## Input for this task:

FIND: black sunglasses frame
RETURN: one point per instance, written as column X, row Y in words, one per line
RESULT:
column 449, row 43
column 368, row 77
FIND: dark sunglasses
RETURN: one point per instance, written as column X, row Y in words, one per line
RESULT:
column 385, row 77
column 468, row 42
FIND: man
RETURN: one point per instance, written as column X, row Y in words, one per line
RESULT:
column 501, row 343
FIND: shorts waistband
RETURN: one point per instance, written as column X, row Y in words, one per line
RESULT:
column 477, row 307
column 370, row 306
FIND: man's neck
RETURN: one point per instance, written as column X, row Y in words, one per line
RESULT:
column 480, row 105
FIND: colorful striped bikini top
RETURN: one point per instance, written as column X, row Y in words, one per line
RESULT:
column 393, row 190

## Assigned task:
From the data above, gather every line that includes the word "sunglasses".

## Response box:
FIND: black sunglasses frame
FIND: dark sunglasses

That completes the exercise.